— SELECTION —
#####
Creamy Fresh Asparagus Soup
Tangy lemon and sweet tarragon give this creamy asparagus soup a springtime flavor you’ll savor and share. —Stacy Mullens, Gresham, Oregon
Total TimePrep: 20 min. Cook: 20 min.
- 2 tablespoons butter
- 2 pounds fresh asparagus, trimmed, peeled and coarsely chopped
- 1 large sweet onion, coarsely chopped (about 2 cups)
- 1 carton (32 ounces) reduced-sodium chicken broth
- 1 tablespoon lemon juice
- 1 teaspoon minced fresh tarragon
- 3/4 teaspoon salt
- 1/8 teaspoon freshly ground pepper
- 1/4 cup plain Greek yogurt
- 1/2 teaspoon grated lemon peel
- In a Dutch oven, heat butter over medium-high heat. Add asparagus and onion; cook and stir 10-12 minutes or until asparagus is crisp-tender.
#####
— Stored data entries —

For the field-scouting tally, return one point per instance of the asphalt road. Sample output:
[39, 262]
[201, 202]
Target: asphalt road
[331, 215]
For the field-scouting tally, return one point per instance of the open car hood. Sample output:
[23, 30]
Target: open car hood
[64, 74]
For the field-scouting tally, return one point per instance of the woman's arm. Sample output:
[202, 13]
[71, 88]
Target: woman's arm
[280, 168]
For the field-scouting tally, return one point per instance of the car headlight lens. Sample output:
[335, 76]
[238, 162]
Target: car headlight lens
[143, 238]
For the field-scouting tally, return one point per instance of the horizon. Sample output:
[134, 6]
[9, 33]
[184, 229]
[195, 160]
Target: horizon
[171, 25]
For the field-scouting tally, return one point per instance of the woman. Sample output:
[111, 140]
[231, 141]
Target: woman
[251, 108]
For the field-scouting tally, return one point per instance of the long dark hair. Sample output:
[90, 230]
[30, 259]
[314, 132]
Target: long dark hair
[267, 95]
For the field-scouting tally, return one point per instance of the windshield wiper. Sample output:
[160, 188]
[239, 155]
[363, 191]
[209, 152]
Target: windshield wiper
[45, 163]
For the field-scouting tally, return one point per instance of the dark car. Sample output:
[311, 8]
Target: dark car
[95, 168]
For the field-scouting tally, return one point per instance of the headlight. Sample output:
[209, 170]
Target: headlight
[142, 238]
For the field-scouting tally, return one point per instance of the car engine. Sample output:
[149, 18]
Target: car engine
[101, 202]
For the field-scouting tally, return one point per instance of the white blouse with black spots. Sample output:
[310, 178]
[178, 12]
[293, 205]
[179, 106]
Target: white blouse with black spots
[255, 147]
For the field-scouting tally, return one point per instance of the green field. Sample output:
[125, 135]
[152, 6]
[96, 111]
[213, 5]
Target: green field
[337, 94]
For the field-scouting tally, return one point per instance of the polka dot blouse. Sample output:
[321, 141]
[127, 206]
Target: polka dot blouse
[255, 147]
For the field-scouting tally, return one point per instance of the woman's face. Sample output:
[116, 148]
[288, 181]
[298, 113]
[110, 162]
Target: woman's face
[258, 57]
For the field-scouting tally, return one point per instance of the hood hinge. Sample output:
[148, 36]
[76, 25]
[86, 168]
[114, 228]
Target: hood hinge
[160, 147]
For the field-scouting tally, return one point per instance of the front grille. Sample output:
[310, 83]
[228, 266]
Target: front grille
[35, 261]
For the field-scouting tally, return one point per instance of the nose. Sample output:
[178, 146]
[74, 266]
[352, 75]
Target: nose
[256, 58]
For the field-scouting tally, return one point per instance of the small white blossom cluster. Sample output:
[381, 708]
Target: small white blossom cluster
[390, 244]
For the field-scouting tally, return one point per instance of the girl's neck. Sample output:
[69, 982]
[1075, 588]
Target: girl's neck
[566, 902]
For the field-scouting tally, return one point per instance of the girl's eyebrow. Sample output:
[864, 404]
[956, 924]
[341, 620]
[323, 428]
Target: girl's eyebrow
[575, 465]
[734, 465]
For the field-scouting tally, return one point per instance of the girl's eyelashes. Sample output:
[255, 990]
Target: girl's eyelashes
#####
— TASKS —
**a)** How much butter does the asparagus soup recipe call for?
**b)** Count the lines in the listing that contain the string "road".

— RESPONSES TO THE TASKS —
**a)** 2 tablespoons

**b)** 2